→ **WHAT TO PRODUCE**
Each line from the one that includes "My colleague insists the decorative" to the last line of the data below should be set down exactly; no other lines are wanted.

→ **DATA**
=-=-=
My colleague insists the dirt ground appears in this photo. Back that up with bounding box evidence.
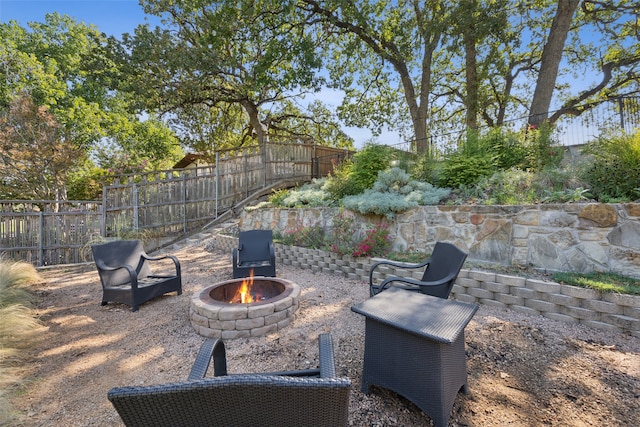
[10,239,640,426]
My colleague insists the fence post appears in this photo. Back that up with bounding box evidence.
[38,211,44,267]
[215,152,219,218]
[182,173,187,234]
[101,186,107,237]
[618,97,625,131]
[133,184,139,233]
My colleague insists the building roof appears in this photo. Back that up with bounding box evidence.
[173,153,206,169]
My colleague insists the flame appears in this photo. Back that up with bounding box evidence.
[234,269,255,303]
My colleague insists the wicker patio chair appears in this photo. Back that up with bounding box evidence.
[232,229,276,278]
[108,333,351,427]
[91,239,182,311]
[369,241,467,297]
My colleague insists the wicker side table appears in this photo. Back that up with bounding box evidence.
[351,288,478,427]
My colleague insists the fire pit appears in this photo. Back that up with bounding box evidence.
[190,275,301,339]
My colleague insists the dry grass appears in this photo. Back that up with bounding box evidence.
[0,258,42,426]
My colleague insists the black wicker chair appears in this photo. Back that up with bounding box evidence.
[369,241,467,298]
[91,239,182,312]
[108,333,351,427]
[232,229,276,278]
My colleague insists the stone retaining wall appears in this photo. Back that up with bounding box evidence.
[239,204,640,278]
[212,234,640,337]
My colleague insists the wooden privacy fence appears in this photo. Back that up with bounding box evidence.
[0,142,352,266]
[0,201,102,266]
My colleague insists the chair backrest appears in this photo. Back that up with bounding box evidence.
[109,375,351,427]
[237,229,273,263]
[91,240,150,286]
[421,242,467,297]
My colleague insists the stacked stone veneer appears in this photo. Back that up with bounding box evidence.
[239,204,640,279]
[212,234,640,337]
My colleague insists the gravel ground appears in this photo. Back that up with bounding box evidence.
[11,239,640,426]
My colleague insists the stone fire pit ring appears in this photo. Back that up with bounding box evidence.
[190,277,301,339]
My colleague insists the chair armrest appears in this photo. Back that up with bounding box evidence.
[188,338,228,381]
[369,257,432,287]
[141,253,181,276]
[317,333,336,378]
[94,260,139,288]
[378,271,458,297]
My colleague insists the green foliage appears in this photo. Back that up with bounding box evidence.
[278,179,334,207]
[268,188,290,206]
[0,258,41,425]
[411,153,442,184]
[439,151,497,188]
[552,272,640,295]
[541,188,591,203]
[326,211,391,257]
[352,222,391,257]
[458,165,590,205]
[0,14,182,200]
[521,123,563,171]
[329,144,395,195]
[327,210,357,256]
[343,167,450,217]
[460,168,538,205]
[276,225,326,249]
[581,130,640,202]
[484,128,528,170]
[323,159,356,199]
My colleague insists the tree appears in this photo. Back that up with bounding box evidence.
[528,0,581,127]
[300,0,453,155]
[0,94,79,200]
[116,0,352,151]
[1,14,182,199]
[302,0,639,153]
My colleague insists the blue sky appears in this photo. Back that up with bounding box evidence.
[0,0,158,38]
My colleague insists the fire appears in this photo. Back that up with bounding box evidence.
[234,270,255,303]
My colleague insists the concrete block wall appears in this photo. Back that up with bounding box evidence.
[210,234,640,337]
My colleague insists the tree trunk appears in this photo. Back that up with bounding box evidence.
[464,21,479,130]
[240,100,268,146]
[528,0,580,127]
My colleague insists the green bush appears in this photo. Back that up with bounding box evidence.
[327,210,357,256]
[276,225,326,248]
[581,130,640,201]
[485,127,528,169]
[277,179,334,207]
[344,167,450,217]
[325,144,394,199]
[521,123,563,171]
[439,152,497,188]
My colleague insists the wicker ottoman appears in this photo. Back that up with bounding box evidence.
[351,288,478,427]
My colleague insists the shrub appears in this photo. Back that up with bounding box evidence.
[581,130,640,201]
[325,144,394,199]
[343,167,451,217]
[352,222,392,257]
[278,179,334,207]
[327,210,357,256]
[521,123,563,171]
[277,225,326,249]
[439,152,497,188]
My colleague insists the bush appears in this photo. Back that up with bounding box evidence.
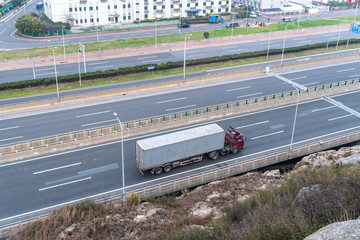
[126,192,140,206]
[203,32,209,39]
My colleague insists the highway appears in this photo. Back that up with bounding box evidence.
[1,58,360,146]
[0,89,359,228]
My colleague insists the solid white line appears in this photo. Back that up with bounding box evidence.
[156,97,187,104]
[293,37,306,40]
[187,54,205,57]
[81,119,116,127]
[35,73,53,76]
[226,86,252,92]
[236,92,263,99]
[0,136,23,142]
[137,56,157,60]
[33,162,82,175]
[251,130,284,140]
[91,65,114,69]
[39,177,91,191]
[236,120,269,129]
[303,82,319,86]
[222,46,238,49]
[328,114,353,121]
[0,29,5,35]
[0,126,19,131]
[349,74,360,78]
[166,104,196,112]
[336,68,355,73]
[288,76,307,81]
[142,59,162,63]
[228,49,244,52]
[187,50,199,53]
[36,68,55,72]
[88,62,109,66]
[76,110,111,118]
[299,40,313,43]
[312,106,336,112]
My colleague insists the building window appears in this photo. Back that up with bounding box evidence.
[79,7,82,11]
[211,2,214,5]
[153,6,156,9]
[210,9,213,12]
[171,4,173,8]
[218,1,221,4]
[97,18,99,22]
[85,19,87,23]
[76,20,78,23]
[162,5,165,9]
[80,19,83,23]
[136,17,139,20]
[203,2,206,6]
[226,0,229,3]
[90,18,94,22]
[108,5,110,9]
[108,17,111,21]
[69,7,73,12]
[195,2,198,6]
[123,16,126,20]
[114,5,117,9]
[128,3,131,8]
[96,6,98,10]
[203,10,205,13]
[136,2,139,5]
[218,8,221,12]
[128,16,131,19]
[187,3,190,7]
[145,14,148,18]
[84,7,86,11]
[89,6,93,10]
[179,3,182,7]
[75,7,77,11]
[145,6,147,10]
[123,4,125,8]
[226,7,228,11]
[136,10,139,13]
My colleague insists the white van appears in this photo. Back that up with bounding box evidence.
[250,12,257,18]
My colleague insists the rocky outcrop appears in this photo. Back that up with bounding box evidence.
[304,219,360,240]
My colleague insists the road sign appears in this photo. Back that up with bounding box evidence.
[79,43,85,52]
[351,23,360,34]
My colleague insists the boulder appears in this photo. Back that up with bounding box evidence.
[337,153,360,166]
[292,184,322,213]
[304,219,360,240]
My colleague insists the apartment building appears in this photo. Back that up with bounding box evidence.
[43,0,231,27]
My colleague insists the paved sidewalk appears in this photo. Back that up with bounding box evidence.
[0,24,347,71]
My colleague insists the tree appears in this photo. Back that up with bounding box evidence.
[15,14,42,33]
[11,0,23,7]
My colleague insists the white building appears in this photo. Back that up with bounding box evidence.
[43,0,232,27]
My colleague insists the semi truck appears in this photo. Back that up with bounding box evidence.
[207,15,224,24]
[135,124,244,175]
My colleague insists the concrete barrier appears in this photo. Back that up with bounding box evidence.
[1,79,359,163]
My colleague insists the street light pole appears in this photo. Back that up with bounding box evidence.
[113,112,125,204]
[155,18,157,50]
[266,28,277,61]
[289,85,300,157]
[297,10,300,32]
[183,34,192,82]
[96,24,99,42]
[336,23,342,51]
[231,14,234,42]
[62,26,66,60]
[281,23,293,66]
[52,47,60,102]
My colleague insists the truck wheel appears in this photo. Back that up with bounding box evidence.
[232,148,239,154]
[209,151,219,160]
[154,167,163,175]
[164,165,172,172]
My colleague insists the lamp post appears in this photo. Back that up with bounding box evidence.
[297,10,300,32]
[52,47,60,102]
[266,28,277,61]
[231,14,234,42]
[289,85,300,157]
[155,18,157,50]
[183,33,192,82]
[281,23,294,66]
[62,26,66,60]
[96,24,99,42]
[336,23,342,51]
[113,112,125,204]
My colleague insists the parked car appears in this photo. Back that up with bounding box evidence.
[282,17,292,22]
[249,12,257,18]
[226,22,239,28]
[179,23,190,28]
[255,10,261,16]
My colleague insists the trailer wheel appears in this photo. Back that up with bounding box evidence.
[232,148,239,154]
[164,165,172,172]
[154,167,163,175]
[209,151,219,160]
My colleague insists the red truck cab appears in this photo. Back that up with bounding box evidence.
[225,126,244,154]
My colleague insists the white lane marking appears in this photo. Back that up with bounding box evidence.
[91,65,114,69]
[288,76,307,81]
[349,74,360,78]
[137,56,157,60]
[145,32,150,35]
[166,104,196,112]
[323,34,335,37]
[293,37,306,40]
[157,97,187,104]
[88,62,109,66]
[36,68,55,72]
[236,92,263,99]
[251,130,284,140]
[0,126,19,131]
[336,68,355,73]
[187,50,199,53]
[312,106,336,112]
[0,136,23,142]
[268,44,280,47]
[328,114,353,121]
[39,177,92,191]
[33,162,82,175]
[299,40,312,44]
[76,110,111,118]
[0,29,5,35]
[81,119,116,127]
[296,58,311,62]
[222,46,238,49]
[236,120,269,129]
[303,82,319,86]
[226,86,252,92]
[142,59,162,63]
[228,49,244,52]
[187,54,205,57]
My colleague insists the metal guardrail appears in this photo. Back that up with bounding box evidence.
[1,78,359,157]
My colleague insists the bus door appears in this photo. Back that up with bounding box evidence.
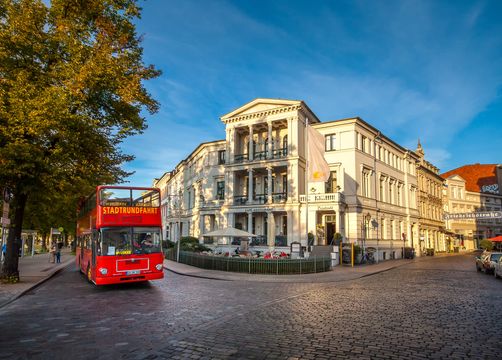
[92,230,99,268]
[79,236,84,267]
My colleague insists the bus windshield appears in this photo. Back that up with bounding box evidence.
[100,227,161,255]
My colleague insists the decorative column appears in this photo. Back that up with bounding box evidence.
[267,121,273,159]
[227,212,234,227]
[247,211,253,233]
[267,211,275,248]
[287,210,293,245]
[287,117,293,156]
[226,126,235,163]
[267,166,273,204]
[248,168,253,204]
[199,214,205,240]
[248,125,254,161]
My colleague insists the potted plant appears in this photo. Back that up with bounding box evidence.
[307,232,315,246]
[332,233,343,246]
=-=-=
→ **TASK ANSWER**
My colleague insists the decorative column appears in this photo. Back that up with bounding box evidence.
[267,121,273,159]
[227,212,234,227]
[247,211,253,233]
[267,211,275,248]
[287,210,293,245]
[287,117,293,156]
[226,126,235,163]
[267,166,273,204]
[248,168,253,204]
[199,214,205,240]
[248,125,254,161]
My colleague insists the potted plant appears in this photo. Back that up with bounding box evidence.
[307,232,315,246]
[332,233,343,246]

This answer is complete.